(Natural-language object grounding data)
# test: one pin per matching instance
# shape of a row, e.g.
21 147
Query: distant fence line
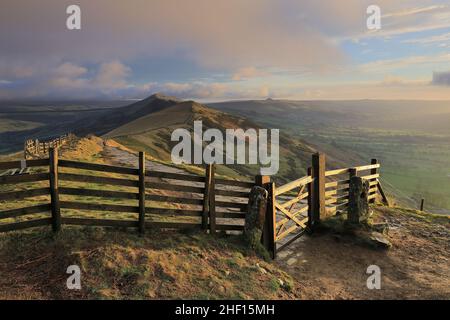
34 148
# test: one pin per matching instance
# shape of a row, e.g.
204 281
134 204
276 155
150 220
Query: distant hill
148 125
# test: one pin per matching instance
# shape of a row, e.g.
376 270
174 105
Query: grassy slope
123 265
152 134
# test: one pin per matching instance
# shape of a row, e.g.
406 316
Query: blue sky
220 50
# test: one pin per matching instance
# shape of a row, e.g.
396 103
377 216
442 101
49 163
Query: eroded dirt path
332 266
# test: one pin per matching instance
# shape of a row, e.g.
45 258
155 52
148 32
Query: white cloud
247 73
441 78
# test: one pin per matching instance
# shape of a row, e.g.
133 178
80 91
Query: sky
213 50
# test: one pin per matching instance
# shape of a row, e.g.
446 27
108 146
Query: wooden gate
300 205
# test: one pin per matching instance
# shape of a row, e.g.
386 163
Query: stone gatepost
358 205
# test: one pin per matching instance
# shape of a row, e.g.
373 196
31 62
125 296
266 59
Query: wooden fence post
206 195
353 172
270 222
310 199
212 201
141 192
54 193
318 200
263 182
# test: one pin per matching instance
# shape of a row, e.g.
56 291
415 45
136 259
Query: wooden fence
80 193
150 199
300 205
34 148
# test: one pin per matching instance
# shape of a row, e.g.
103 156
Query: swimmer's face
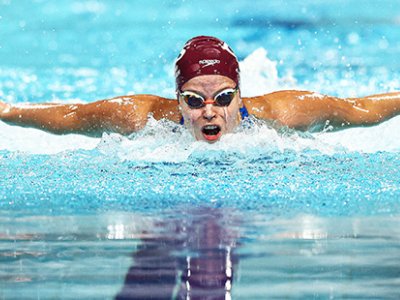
210 122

- [What is being asked]: The expected output is each entry given again word for word, with pictures dropped.

- [Your response]:
# test: one pin per matching instance
# shape of a row, e.g.
21 147
Query: distant fence line
34 148
# test: one pin per matching instance
# shape of a row, e.g.
204 281
134 204
276 155
150 220
Query: distant hill
148 125
# test: one pin per matching instance
# shape of a row, e.g.
376 270
174 105
Query: grassy slope
123 265
152 134
# test: one pin per matching instance
# shape of a row, e.g.
406 316
Query: blue sky
220 50
# test: one pin per matching instance
# shape of a row, e.g.
396 103
377 216
442 101
49 163
Query: eroded dirt path
332 266
# test: one pin per matching instance
# shape of a row, e.g.
45 258
155 52
148 32
Query: white cloud
247 73
441 78
# test: one pin per matching instance
# shape of a row, e.g.
133 178
80 91
Query: sky
213 50
# test: one pin per matching instance
# shape of a row, e.g.
446 27
108 146
Query: wooden gate
300 205
# test: one pin per matching instance
# shape of a row, e.g.
386 163
Query: stone gatepost
358 205
# test: one pin per matching instance
# shape of a row, e.g.
373 196
31 62
125 296
266 59
Query: wooden fence post
206 195
353 172
270 222
310 199
212 201
141 192
54 193
318 200
263 182
# test: one pin per matching instance
# shape of a row, e.g.
56 291
415 45
136 259
Query: wooden fence
80 193
150 199
300 205
34 148
# test: one pin per matching instance
# shape of a row, e.g.
103 156
Query: swimmer's face
210 122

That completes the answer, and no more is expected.